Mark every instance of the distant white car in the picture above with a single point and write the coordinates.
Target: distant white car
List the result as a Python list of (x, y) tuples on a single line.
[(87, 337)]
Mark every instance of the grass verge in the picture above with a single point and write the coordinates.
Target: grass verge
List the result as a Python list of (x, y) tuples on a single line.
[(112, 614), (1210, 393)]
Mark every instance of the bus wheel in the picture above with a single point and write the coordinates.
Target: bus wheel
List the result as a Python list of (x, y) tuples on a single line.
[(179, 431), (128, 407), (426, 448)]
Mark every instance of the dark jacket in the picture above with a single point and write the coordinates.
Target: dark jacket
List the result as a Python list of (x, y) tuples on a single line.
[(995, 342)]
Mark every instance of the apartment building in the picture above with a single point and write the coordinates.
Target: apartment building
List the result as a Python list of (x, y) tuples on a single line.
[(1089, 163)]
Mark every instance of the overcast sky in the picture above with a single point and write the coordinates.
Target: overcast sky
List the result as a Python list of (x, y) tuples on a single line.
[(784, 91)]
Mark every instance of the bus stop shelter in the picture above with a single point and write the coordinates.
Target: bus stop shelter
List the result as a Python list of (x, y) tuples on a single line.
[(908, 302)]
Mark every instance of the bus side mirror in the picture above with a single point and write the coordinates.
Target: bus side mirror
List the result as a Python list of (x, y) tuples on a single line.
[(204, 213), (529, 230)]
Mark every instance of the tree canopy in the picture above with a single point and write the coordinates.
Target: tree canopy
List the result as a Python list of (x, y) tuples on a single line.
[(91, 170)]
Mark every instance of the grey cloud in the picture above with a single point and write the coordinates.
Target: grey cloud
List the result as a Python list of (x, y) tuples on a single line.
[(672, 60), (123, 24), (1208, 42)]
################
▶ Task objective: Set down every record above exactly as given.

▶ Complete output:
Mark every instance of the distant white car in the picture above with a single point and write the coordinates.
Target: distant white car
List the result as a Python list of (x, y) tuples on a single line.
[(87, 337)]
Mark every instance of the grass verge in the picture above with a single point and write the coordinates.
Target: grass verge
List the result as a Python list of (x, y) tuples on a single line.
[(112, 614), (1210, 393)]
Mark every instance of the bus wheel in the picture above with a single point and write the coordinates.
Target: bus wheel
List the result as a Python list of (x, y) tuples on a single line.
[(179, 431), (128, 407), (426, 448)]
Mark every instance of the dark jacket in the picture above with a single point and write the coordinates.
Target: dark jacket
List the result as a Python list of (x, y) tuples on a single line.
[(995, 342)]
Mark every instance of the apartment building in the picture above with a single point and write the coordinates.
Target: apartment building
List the result as a Python list of (x, y) tuples on a single line.
[(1089, 163)]
Mark every instance of the overcast sky in the picture above with a single point and write the coordinates.
Target: overcast sky
List the result as a Python list of (x, y) tuples on a single line.
[(784, 91)]
Mark every instance of the bus stop shelter in the picture above with a single point and write the coordinates.
Target: bus stop shelter
List the result as a Python list of (x, y) tuples on a single line.
[(908, 302)]
Mark every instance of the bus side mirror in the picture above with a single point and write the coordinates.
Target: bus side mirror
List the result as a Python list of (x, y) tuples on a single line.
[(204, 213), (529, 230)]
Mark every instance of the tree canopy in the picture above with a single point and write the coordinates.
Target: tree canopy
List the result as a Python list of (x, y) tuples on a single line.
[(91, 170)]
Mark every instance of the grey cloud in the picture above with a single point and write the coordinates.
Target: grey cloud
List the result as a Python list of (x, y) tuples on a single line.
[(672, 60), (123, 24), (1208, 42)]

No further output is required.